Note: This research was performed while Dr. Ody worked at the Kellogg School of Management. It reflects the views of the authors and not necessarily the views of the organizations with which they are affiliated.
Issue Summary: To compete for market share after generic entry, branded pharmaceutical manufacturers are currently legally permitted to pay patients kickbacks in the form of “copay coupons” to retain sales. Copay coupons, offered by branded drug manufacturers and distributed through various channels including physicians’ offices, magazines, direct mail, and websites, pay some or all of a patient’s cost sharing for the manufacturer’s drug. These coupons reduce the out-of-pocket costs for branded drugs. However, for branded drugs that have generic substitutes, these coupons raise prescription drug prices and total health spending for individuals with private health insurance.

Exercise tasks:
**a.** List every channel that the copay coupon summary names for distributing copay coupons.
**b.** In the copay coupon summary, where did Dr. Ody work when the research was performed?
**c.** Summarize the copay coupon summary in two sentences.

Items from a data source
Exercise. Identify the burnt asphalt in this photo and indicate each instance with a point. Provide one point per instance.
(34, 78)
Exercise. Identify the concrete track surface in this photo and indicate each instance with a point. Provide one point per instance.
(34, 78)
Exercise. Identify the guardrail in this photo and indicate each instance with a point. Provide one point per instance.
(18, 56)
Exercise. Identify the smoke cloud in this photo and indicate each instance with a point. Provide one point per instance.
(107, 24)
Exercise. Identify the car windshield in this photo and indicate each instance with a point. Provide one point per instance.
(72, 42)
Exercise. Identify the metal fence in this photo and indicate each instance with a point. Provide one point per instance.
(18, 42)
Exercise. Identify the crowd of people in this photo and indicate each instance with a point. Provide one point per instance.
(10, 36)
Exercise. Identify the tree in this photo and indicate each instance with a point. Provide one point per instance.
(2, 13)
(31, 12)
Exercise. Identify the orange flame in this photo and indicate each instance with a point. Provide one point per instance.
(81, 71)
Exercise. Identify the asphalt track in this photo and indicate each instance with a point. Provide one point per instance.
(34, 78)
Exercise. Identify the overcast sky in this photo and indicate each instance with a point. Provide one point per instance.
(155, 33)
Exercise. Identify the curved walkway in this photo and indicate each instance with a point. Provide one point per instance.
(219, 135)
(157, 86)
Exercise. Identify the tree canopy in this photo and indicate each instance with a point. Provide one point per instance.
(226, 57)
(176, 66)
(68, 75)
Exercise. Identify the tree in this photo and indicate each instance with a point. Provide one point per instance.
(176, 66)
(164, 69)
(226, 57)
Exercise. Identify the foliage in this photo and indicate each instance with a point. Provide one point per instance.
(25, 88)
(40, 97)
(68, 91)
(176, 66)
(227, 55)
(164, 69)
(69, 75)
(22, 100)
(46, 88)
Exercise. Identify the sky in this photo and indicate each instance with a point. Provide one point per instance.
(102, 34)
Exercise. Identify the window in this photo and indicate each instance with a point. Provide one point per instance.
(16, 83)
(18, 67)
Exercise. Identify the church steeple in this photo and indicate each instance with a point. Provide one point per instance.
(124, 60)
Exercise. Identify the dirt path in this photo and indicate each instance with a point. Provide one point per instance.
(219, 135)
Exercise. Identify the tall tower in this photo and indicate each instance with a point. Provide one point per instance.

Solved tasks:
**a.** Physicians' offices, magazines, direct mail, and websites.

**b.** The Kellogg School of Management.

**c.** After generic entry, branded drug manufacturers may legally pay patients kickbacks in the form of copay coupons, which cover some or all of a patient's cost sharing, to retain sales. These coupons lower out-of-pocket costs for branded drugs, but for branded drugs with generic substitutes they raise prescription drug prices and total health spending for people with private health insurance.